What you have to do: Nothing in the records should be changed in the copy, though the pictures must be left out.

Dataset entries

======

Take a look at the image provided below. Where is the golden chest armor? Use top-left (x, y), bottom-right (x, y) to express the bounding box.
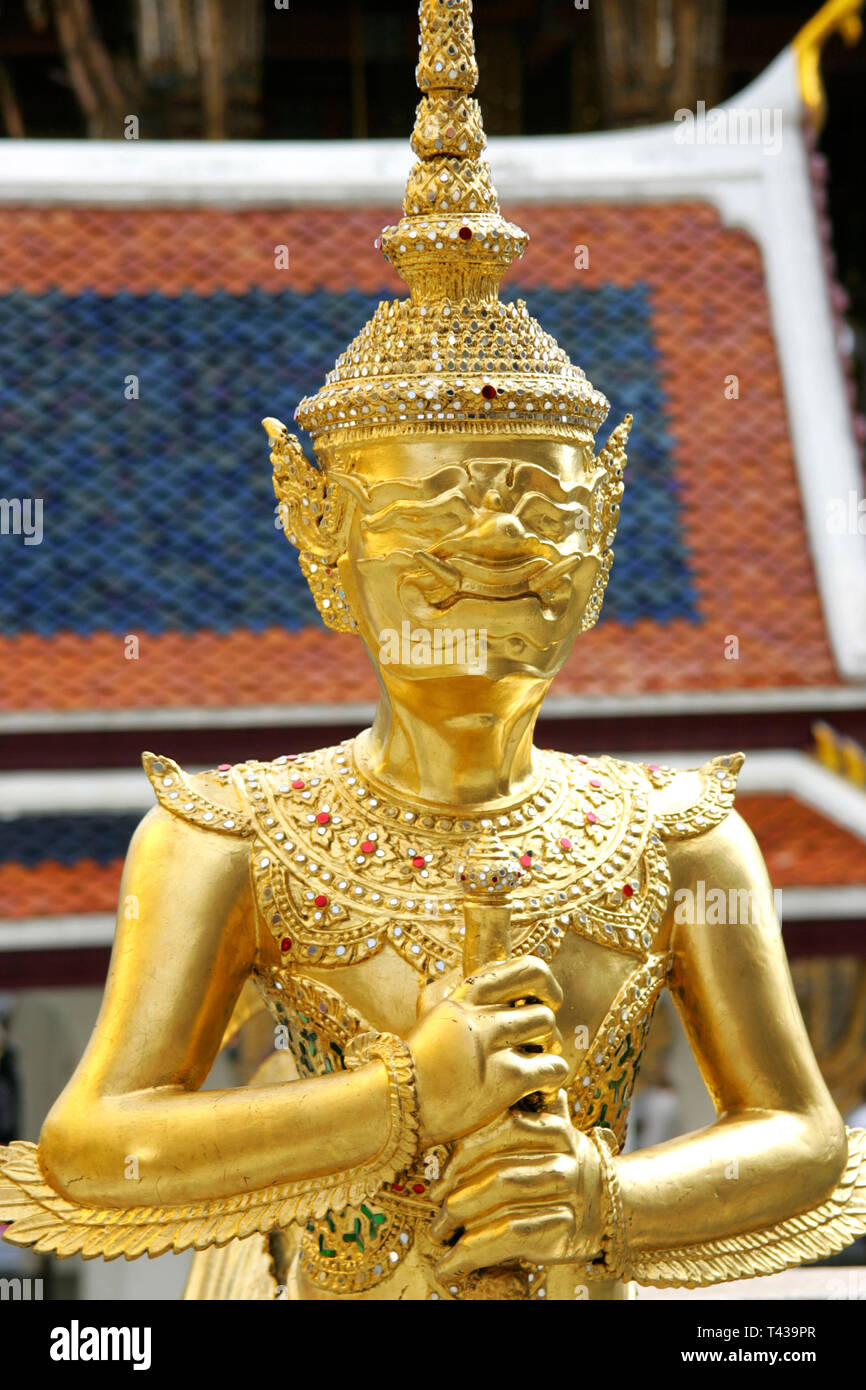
top-left (143, 742), bottom-right (743, 1299)
top-left (144, 743), bottom-right (742, 972)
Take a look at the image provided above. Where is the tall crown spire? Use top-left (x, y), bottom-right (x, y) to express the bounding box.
top-left (294, 0), bottom-right (612, 451)
top-left (409, 0), bottom-right (491, 214)
top-left (380, 0), bottom-right (528, 302)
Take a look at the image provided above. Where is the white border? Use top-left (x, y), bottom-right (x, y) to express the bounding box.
top-left (2, 885), bottom-right (864, 953)
top-left (1, 748), bottom-right (863, 950)
top-left (2, 746), bottom-right (864, 832)
top-left (0, 915), bottom-right (116, 952)
top-left (1, 684), bottom-right (866, 736)
top-left (0, 45), bottom-right (863, 707)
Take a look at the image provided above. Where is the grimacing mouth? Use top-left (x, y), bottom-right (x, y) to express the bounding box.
top-left (410, 548), bottom-right (584, 608)
top-left (331, 460), bottom-right (602, 613)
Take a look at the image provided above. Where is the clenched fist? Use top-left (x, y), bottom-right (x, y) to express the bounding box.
top-left (407, 955), bottom-right (568, 1146)
top-left (428, 1091), bottom-right (606, 1277)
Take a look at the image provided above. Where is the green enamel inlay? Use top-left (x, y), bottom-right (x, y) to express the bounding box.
top-left (342, 1217), bottom-right (365, 1252)
top-left (361, 1204), bottom-right (386, 1239)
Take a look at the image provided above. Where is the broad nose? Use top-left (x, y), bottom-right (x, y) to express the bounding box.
top-left (467, 499), bottom-right (528, 557)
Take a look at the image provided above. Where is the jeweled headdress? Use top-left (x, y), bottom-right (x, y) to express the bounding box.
top-left (266, 0), bottom-right (630, 634)
top-left (295, 0), bottom-right (611, 448)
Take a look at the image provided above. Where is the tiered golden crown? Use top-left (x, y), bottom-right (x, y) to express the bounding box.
top-left (295, 0), bottom-right (610, 451)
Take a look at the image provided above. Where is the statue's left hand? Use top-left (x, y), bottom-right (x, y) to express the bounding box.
top-left (428, 1092), bottom-right (605, 1278)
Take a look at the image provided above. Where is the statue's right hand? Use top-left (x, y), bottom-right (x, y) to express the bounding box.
top-left (407, 955), bottom-right (568, 1147)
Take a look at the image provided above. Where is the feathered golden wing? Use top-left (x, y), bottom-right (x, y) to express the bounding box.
top-left (0, 1034), bottom-right (417, 1262)
top-left (0, 1140), bottom-right (375, 1262)
top-left (623, 1127), bottom-right (866, 1288)
top-left (182, 1233), bottom-right (279, 1300)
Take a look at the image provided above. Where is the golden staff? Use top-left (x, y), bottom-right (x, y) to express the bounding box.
top-left (456, 832), bottom-right (552, 1110)
top-left (457, 831), bottom-right (518, 975)
top-left (446, 832), bottom-right (553, 1295)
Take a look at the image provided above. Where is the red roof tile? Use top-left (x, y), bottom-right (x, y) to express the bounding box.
top-left (0, 202), bottom-right (838, 712)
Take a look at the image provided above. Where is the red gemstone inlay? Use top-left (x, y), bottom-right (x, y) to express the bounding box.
top-left (280, 937), bottom-right (292, 951)
top-left (291, 778), bottom-right (305, 790)
top-left (481, 383), bottom-right (497, 399)
top-left (458, 226), bottom-right (472, 240)
top-left (314, 894), bottom-right (328, 908)
top-left (392, 1183), bottom-right (405, 1192)
top-left (411, 855), bottom-right (425, 868)
top-left (519, 853), bottom-right (532, 868)
top-left (622, 884), bottom-right (635, 898)
top-left (316, 811), bottom-right (330, 825)
top-left (586, 811), bottom-right (598, 824)
top-left (218, 763), bottom-right (231, 772)
top-left (361, 840), bottom-right (375, 854)
top-left (559, 837), bottom-right (572, 850)
top-left (412, 1183), bottom-right (426, 1194)
top-left (648, 764), bottom-right (660, 772)
top-left (590, 777), bottom-right (602, 789)
top-left (577, 755), bottom-right (589, 764)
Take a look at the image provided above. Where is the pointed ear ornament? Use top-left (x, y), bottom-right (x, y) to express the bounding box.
top-left (263, 417), bottom-right (358, 634)
top-left (579, 414), bottom-right (632, 634)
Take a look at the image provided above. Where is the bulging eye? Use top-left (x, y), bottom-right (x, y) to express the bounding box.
top-left (363, 506), bottom-right (456, 540)
top-left (530, 510), bottom-right (578, 543)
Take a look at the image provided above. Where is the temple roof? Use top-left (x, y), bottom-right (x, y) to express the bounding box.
top-left (0, 196), bottom-right (855, 724)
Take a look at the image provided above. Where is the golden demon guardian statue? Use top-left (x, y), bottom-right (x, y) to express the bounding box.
top-left (2, 0), bottom-right (865, 1302)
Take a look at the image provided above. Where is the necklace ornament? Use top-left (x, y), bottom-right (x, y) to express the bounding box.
top-left (142, 744), bottom-right (745, 981)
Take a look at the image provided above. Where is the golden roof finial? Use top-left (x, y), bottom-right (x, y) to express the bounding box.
top-left (813, 720), bottom-right (866, 787)
top-left (793, 0), bottom-right (864, 127)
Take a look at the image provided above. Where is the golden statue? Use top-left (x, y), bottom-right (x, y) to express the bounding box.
top-left (2, 0), bottom-right (865, 1301)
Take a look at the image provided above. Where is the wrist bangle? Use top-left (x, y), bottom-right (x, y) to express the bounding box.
top-left (0, 1031), bottom-right (422, 1260)
top-left (345, 1030), bottom-right (421, 1188)
top-left (588, 1126), bottom-right (629, 1280)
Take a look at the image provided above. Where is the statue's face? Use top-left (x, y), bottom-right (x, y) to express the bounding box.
top-left (329, 436), bottom-right (602, 684)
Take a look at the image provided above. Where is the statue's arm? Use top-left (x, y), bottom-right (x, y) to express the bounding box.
top-left (615, 807), bottom-right (855, 1269)
top-left (0, 800), bottom-right (564, 1260)
top-left (432, 798), bottom-right (865, 1284)
top-left (36, 805), bottom-right (394, 1208)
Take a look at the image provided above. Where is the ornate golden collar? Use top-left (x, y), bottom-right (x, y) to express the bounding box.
top-left (141, 743), bottom-right (748, 978)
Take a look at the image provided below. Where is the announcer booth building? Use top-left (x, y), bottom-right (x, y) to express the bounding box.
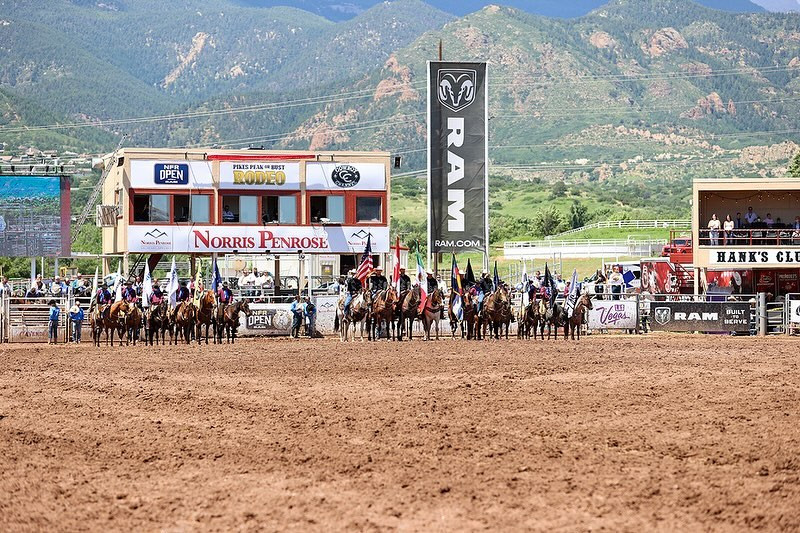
top-left (98, 148), bottom-right (391, 285)
top-left (692, 177), bottom-right (800, 296)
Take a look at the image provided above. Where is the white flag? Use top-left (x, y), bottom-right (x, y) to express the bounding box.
top-left (142, 261), bottom-right (153, 308)
top-left (565, 268), bottom-right (580, 318)
top-left (89, 267), bottom-right (99, 307)
top-left (521, 260), bottom-right (530, 308)
top-left (113, 262), bottom-right (122, 302)
top-left (167, 257), bottom-right (179, 309)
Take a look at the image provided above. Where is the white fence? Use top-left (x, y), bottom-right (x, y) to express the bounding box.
top-left (548, 219), bottom-right (690, 239)
top-left (504, 238), bottom-right (666, 259)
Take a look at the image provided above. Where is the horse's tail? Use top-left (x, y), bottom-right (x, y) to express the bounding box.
top-left (334, 311), bottom-right (340, 332)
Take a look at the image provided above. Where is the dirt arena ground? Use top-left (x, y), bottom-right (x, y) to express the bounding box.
top-left (1, 335), bottom-right (799, 532)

======

Result of the task:
Take a look at the image provided below. Where is the golden chest armor? Use top-left (x, y), bottom-right (x, y) to express the bounding box.
top-left (143, 742), bottom-right (743, 1299)
top-left (144, 743), bottom-right (742, 972)
Take a look at the image provided above. Where is the tall crown spire? Use top-left (x, y), bottom-right (x, y) to express the bounding box.
top-left (294, 0), bottom-right (612, 451)
top-left (409, 0), bottom-right (491, 214)
top-left (380, 0), bottom-right (528, 302)
Take a look at the image provided above. Where is the white border? Use top-left (x, y), bottom-right (x, y) to express the bounding box.
top-left (2, 885), bottom-right (864, 953)
top-left (1, 748), bottom-right (863, 950)
top-left (2, 746), bottom-right (864, 832)
top-left (0, 915), bottom-right (116, 952)
top-left (1, 684), bottom-right (866, 736)
top-left (0, 45), bottom-right (863, 707)
Take a look at the image provided above. Where is the grimacing mouth? Use top-left (x, y), bottom-right (x, y) to express the bounding box.
top-left (410, 548), bottom-right (584, 608)
top-left (331, 460), bottom-right (602, 613)
Take a look at the image provided above. Where is the clenched fist? Use top-left (x, y), bottom-right (x, y) to express the bounding box.
top-left (407, 955), bottom-right (568, 1146)
top-left (428, 1091), bottom-right (606, 1277)
Take a look at the image provided above. Where is the green enamel inlay? Use top-left (x, y), bottom-right (x, y) to express the bounding box.
top-left (342, 1217), bottom-right (365, 1252)
top-left (361, 1204), bottom-right (386, 1239)
Take a look at the image provided above. Where is the broad nose? Use top-left (x, y), bottom-right (x, y) to express the bounding box.
top-left (467, 499), bottom-right (528, 557)
Take a look at the image provided above. Where is the jeweled headdress? Use top-left (x, y), bottom-right (x, y) to express the bounding box.
top-left (266, 0), bottom-right (630, 634)
top-left (295, 0), bottom-right (611, 448)
Take a look at the image provided above. Where is the tiered golden crown? Use top-left (x, y), bottom-right (x, y) to express the bounding box.
top-left (295, 0), bottom-right (610, 451)
Take a look at the image provided above. Where is the statue's left hand? Use top-left (x, y), bottom-right (x, y) to express the bounding box.
top-left (428, 1092), bottom-right (605, 1278)
Take a look at the image provided above. Where is the statue's right hand? Use top-left (x, y), bottom-right (x, y) to express the bounding box.
top-left (407, 955), bottom-right (568, 1147)
Take a look at the image provided above. Where is the feathered golden wing? Use top-left (x, y), bottom-right (x, y) to express the bounding box.
top-left (0, 1034), bottom-right (417, 1262)
top-left (0, 1140), bottom-right (375, 1262)
top-left (623, 1127), bottom-right (866, 1288)
top-left (182, 1233), bottom-right (279, 1300)
Take a look at the image provided above. Where is the golden staff? Use top-left (x, y), bottom-right (x, y) to express the bounding box.
top-left (456, 832), bottom-right (552, 1110)
top-left (457, 831), bottom-right (518, 975)
top-left (446, 832), bottom-right (553, 1295)
Take a look at the image provided above. Where is the red roof tile? Use top-left (x, y), bottom-right (x, y) to express the bounding box.
top-left (0, 202), bottom-right (838, 712)
Take a look at the image provided above. Where is the red gemstone inlay? Use top-left (x, y), bottom-right (x, y) to express the bounding box.
top-left (280, 937), bottom-right (292, 951)
top-left (291, 778), bottom-right (305, 790)
top-left (481, 383), bottom-right (497, 399)
top-left (458, 226), bottom-right (472, 240)
top-left (314, 894), bottom-right (328, 908)
top-left (392, 1183), bottom-right (405, 1192)
top-left (411, 855), bottom-right (425, 868)
top-left (519, 853), bottom-right (532, 868)
top-left (622, 884), bottom-right (635, 898)
top-left (316, 811), bottom-right (330, 825)
top-left (586, 811), bottom-right (598, 824)
top-left (218, 763), bottom-right (231, 772)
top-left (361, 840), bottom-right (375, 854)
top-left (559, 837), bottom-right (572, 850)
top-left (412, 1183), bottom-right (426, 1194)
top-left (648, 764), bottom-right (660, 772)
top-left (590, 777), bottom-right (602, 789)
top-left (577, 755), bottom-right (589, 764)
Take a look at the image provided above. Where is the pointed ear ornament? Use top-left (x, y), bottom-right (x, y) to express the bounding box.
top-left (263, 417), bottom-right (358, 634)
top-left (579, 414), bottom-right (632, 634)
Take a look at the image provided above. Where is the bulging eye? Use top-left (x, y), bottom-right (x, y) to express the bounding box.
top-left (363, 506), bottom-right (456, 540)
top-left (530, 510), bottom-right (578, 543)
Take a look at the image provided above. Where is the temple roof? Use top-left (x, y), bottom-right (x, y) to express the bounding box.
top-left (0, 196), bottom-right (855, 724)
Take a look at the image provided above. Where is the golden demon guardian statue? Use top-left (x, y), bottom-right (x, y) to express the bounding box.
top-left (2, 0), bottom-right (865, 1302)
Take a look at the image provided above. Where is the necklace ornament? Use top-left (x, y), bottom-right (x, y) to express the bounding box.
top-left (142, 744), bottom-right (745, 981)
Take a look at the image provided above. Where is the golden roof finial? Use top-left (x, y), bottom-right (x, y) to express the bounding box.
top-left (813, 720), bottom-right (866, 787)
top-left (793, 0), bottom-right (864, 127)
Take a look at the image provided above. Where is the golden statue? Use top-left (x, y), bottom-right (x, y) to express the bounding box.
top-left (2, 0), bottom-right (865, 1301)
Take a look at the image provided above. Where is the wrist bangle? Use top-left (x, y), bottom-right (x, y) to express the bounding box.
top-left (0, 1031), bottom-right (422, 1260)
top-left (345, 1030), bottom-right (421, 1188)
top-left (588, 1126), bottom-right (629, 1280)
Take a look at the image provided above. Where is the statue's face? Use top-left (x, y), bottom-right (x, y) to express the bounding box.
top-left (329, 436), bottom-right (602, 684)
Take a look at the image provided above. Where is the statue's arm? Use top-left (x, y), bottom-right (x, y) to express the bounding box.
top-left (615, 807), bottom-right (855, 1269)
top-left (0, 800), bottom-right (564, 1260)
top-left (432, 798), bottom-right (865, 1284)
top-left (36, 805), bottom-right (394, 1208)
Take a look at the image provided above. Where is the ornate golden collar? Use top-left (x, y), bottom-right (x, y) to express the bounding box.
top-left (141, 743), bottom-right (748, 978)
Take a look at the image provided below. Where is the announcer booth building? Use top-left (x, y), bottom-right (x, y) to express the bounding box.
top-left (98, 148), bottom-right (391, 285)
top-left (692, 177), bottom-right (800, 296)
Take a look at the image provided above. Where is the white flag? Use top-left (x, y), bottom-right (x, y) to express the bounding box.
top-left (142, 261), bottom-right (153, 308)
top-left (565, 268), bottom-right (580, 318)
top-left (89, 267), bottom-right (99, 307)
top-left (521, 260), bottom-right (530, 308)
top-left (113, 262), bottom-right (122, 302)
top-left (167, 257), bottom-right (179, 309)
Take a look at the image provided above. Where is the white fence? Use top-left (x, y), bottom-right (x, y) to express the bounding box.
top-left (548, 219), bottom-right (690, 239)
top-left (504, 238), bottom-right (666, 259)
Take a look at the image provided above. Where is the horse's tail? Use top-left (x, y), bottom-right (x, y) to express the bounding box.
top-left (334, 311), bottom-right (340, 332)
Take a look at the image provided above. Where is the dirt arena ground? Use top-left (x, y), bottom-right (x, y) to express the bounding box.
top-left (1, 335), bottom-right (799, 532)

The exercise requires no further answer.